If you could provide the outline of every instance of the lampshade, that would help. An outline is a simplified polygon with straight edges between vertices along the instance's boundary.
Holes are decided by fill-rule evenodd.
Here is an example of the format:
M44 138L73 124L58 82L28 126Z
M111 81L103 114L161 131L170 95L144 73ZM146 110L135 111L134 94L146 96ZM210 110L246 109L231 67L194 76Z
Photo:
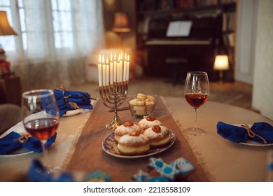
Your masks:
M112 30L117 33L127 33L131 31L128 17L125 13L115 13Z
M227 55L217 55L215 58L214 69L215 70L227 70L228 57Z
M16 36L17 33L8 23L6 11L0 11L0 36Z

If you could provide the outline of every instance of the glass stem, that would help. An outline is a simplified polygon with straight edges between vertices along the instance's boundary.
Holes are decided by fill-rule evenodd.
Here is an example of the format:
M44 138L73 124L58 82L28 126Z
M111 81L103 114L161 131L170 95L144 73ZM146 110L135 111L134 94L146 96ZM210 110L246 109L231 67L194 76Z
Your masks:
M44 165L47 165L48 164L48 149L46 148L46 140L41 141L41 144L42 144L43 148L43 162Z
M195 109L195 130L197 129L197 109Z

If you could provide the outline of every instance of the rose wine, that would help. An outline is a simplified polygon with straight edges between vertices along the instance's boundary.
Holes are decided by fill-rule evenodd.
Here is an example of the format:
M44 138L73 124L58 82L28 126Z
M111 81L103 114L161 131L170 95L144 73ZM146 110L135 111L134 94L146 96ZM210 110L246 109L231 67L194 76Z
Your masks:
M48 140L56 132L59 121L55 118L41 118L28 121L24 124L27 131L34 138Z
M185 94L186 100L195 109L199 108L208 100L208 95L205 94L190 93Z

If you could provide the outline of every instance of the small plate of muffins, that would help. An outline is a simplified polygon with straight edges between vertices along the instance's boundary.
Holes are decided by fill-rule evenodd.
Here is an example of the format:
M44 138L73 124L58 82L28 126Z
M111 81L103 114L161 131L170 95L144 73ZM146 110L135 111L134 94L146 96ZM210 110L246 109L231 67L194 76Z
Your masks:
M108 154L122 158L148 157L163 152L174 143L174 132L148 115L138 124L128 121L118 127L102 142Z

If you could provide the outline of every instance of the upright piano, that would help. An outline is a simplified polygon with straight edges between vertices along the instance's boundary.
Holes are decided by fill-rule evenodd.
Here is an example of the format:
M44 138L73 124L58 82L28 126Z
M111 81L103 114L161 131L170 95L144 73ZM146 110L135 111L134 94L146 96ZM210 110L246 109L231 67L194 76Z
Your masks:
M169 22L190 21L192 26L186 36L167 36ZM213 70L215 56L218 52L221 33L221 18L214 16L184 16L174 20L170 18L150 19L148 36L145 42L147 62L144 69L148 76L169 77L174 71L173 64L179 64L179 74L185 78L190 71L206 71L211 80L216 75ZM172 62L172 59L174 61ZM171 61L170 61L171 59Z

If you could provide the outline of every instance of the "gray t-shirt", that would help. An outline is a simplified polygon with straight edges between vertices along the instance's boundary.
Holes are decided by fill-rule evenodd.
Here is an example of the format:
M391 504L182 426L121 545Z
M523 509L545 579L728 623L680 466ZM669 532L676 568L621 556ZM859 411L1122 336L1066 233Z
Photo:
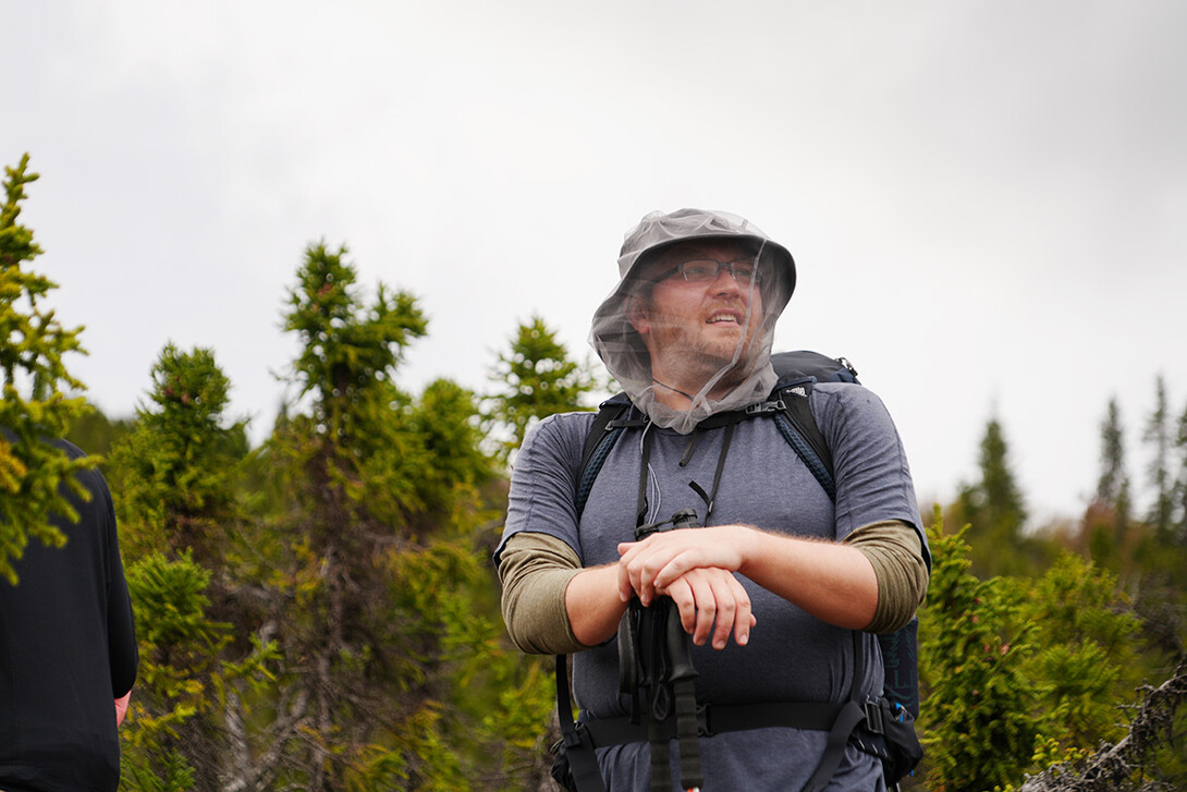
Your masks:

O QUE SE PEDE: Converta todos os dados acima em uma lista JSON de strings, com uma string para cada linha e sem as linhas em branco. Deixe as imagens de fora da resposta.

EXERCÍCIO RESOLVIDO:
[
  "If you could provide the outline of every instance of the lampshade, that would help. An outline is a simplified polygon with straight edges between vertices along the instance's boundary.",
  "Holes are decided by fill-rule evenodd.",
  "Here is an example of the format:",
  "M44 138L73 124L58 82L28 126Z",
  "M111 81L103 114L161 131L170 95L144 73ZM146 110L135 111L134 94L146 96ZM210 110L246 109L231 67L194 76Z",
  "Photo:",
  "Your masks:",
  "M112 30L117 33L127 33L131 31L128 17L125 13L115 13Z",
  "M227 55L217 55L215 58L214 69L215 70L227 70L228 57Z",
  "M16 36L17 33L8 23L6 11L0 11L0 36Z",
  "If you could provide the outline of every instance of the glass stem, that would help. An outline is a simplified polygon with straight edges between vertices along the instance's boundary.",
  "Holes are decided by fill-rule evenodd.",
  "Here is an example of the format:",
  "M44 138L73 124L58 82L28 126Z",
  "M111 81L103 114L161 131L170 95L144 73ZM146 110L135 111L134 94L146 96ZM210 110L246 109L231 67L194 76Z",
  "Your masks:",
  "M44 165L47 165L48 164L48 149L46 148L46 140L41 141L41 144L42 144L43 148L43 162Z",
  "M195 109L195 130L197 129L197 109Z",
  "If you could provide the outline of every instance of the rose wine, that would help. An outline is a simplified polygon with straight edges between vertices along the instance's boundary.",
  "Holes are decided by fill-rule evenodd.",
  "Here is an example of the format:",
  "M44 138L73 124L58 82L28 126Z",
  "M111 81L103 114L161 131L170 95L144 73ZM146 110L135 111L134 94L146 96ZM210 110L246 109L231 67L194 76Z",
  "Your masks:",
  "M48 140L56 132L59 121L55 118L41 118L28 121L24 124L27 131L34 138Z",
  "M185 94L186 100L195 109L199 108L208 100L208 95L205 94L190 93Z",
  "If you could provide the outline of every instance of the small plate of muffins, that would help. An outline is a simplified polygon with straight edges between vertices along the instance's boundary.",
  "Holes are decided by fill-rule evenodd.",
  "Here is an example of the format:",
  "M44 138L73 124L58 82L28 126Z",
  "M111 81L103 114L161 131L170 95L144 73ZM146 110L135 111L134 94L146 96ZM210 110L246 109L231 67L194 76Z",
  "Your masks:",
  "M108 154L122 158L148 157L163 152L174 143L174 132L148 115L138 124L128 121L118 127L102 142Z",
  "If you could provide the outline of every instance of the upright piano, that would help. An outline is a simplified polygon with straight edges between vertices along the instance's boundary.",
  "Holes are decided by fill-rule evenodd.",
  "Here is an example of the format:",
  "M44 138L73 124L58 82L28 126Z",
  "M111 81L103 114L161 131L170 95L144 73ZM146 110L135 111L134 94L146 96ZM210 110L246 109L231 67L194 76Z",
  "Your masks:",
  "M169 22L190 21L192 26L186 36L167 36ZM213 70L215 56L218 52L221 33L221 18L214 16L184 16L174 20L170 18L150 19L148 36L145 42L147 62L144 69L148 76L169 77L174 71L173 64L179 64L179 74L185 78L190 71L206 71L211 80L216 75ZM172 62L172 59L174 61ZM171 61L170 61L171 59Z",
  "If you could provide the outline of every instance of the \"gray t-shirt\", that would help. An outline is a simplified polygon with straight edges between vertices along the instance's boundary.",
  "Holes are decided by fill-rule evenodd.",
  "Here is an example of the format:",
  "M391 504L182 426L121 545Z",
  "M523 509L545 579L728 623L680 466ZM669 532L676 568L621 556ZM859 411L1122 336L1066 233Z",
  "Photo:",
  "Your masks:"
]